- [Goal of the exercise]
Output only the lines from the one holding "A teaching note to the class: indicate the metal" to the end of the data below, please, copied exactly.

Dataset records about object locations
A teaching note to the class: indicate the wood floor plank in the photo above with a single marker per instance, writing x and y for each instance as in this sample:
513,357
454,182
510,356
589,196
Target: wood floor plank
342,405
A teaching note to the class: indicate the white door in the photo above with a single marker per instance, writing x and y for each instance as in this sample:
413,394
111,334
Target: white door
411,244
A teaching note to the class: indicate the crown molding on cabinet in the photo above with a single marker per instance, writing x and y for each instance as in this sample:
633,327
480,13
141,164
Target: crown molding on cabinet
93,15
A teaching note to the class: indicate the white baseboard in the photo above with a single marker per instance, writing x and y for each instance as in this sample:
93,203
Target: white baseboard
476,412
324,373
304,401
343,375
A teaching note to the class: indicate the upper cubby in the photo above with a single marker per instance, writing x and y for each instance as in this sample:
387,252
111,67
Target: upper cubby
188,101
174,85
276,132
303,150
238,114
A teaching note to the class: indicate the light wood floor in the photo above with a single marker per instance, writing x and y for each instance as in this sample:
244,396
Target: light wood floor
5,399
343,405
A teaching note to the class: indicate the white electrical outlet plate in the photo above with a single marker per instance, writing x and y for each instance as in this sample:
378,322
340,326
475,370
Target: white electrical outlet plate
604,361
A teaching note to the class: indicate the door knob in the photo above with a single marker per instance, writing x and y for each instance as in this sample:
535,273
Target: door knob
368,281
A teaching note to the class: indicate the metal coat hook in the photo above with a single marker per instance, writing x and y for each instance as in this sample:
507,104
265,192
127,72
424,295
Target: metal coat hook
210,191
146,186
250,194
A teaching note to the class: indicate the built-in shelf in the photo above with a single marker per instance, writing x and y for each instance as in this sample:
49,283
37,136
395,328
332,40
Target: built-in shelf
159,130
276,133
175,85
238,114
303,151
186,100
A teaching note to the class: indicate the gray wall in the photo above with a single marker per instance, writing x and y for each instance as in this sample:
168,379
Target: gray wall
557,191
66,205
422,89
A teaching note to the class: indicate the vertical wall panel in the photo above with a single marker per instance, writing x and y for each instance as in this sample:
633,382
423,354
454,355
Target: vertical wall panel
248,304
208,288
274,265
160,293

- [Output of the task]
A teaching note to the class: indicate the metal coat hook in the photo above with a single marker per instance, writing x and y for each instance as in this sample:
507,104
265,192
127,72
424,295
Target: metal coat hook
210,191
146,186
250,194
A teaching note to the class: indicate the built-in shelf in the photo above with a single marker per instance, writing x and y for each instance as in this sample:
49,283
37,136
395,328
332,40
Target: built-in shelf
159,130
276,133
175,85
238,114
303,151
186,100
A teaching note to the class: indicate the gray wall in the photo above with a single marker per instance, writing x and y for each instance as in this sample:
168,379
Target: gray wall
557,191
66,205
422,89
A teaching note to the class: indicate the vertical wall panel in the photo above with a single marker per instance, writing x and y for each instance as in this sample:
633,382
423,354
454,355
Target: vertical wall panel
248,304
208,288
274,265
160,293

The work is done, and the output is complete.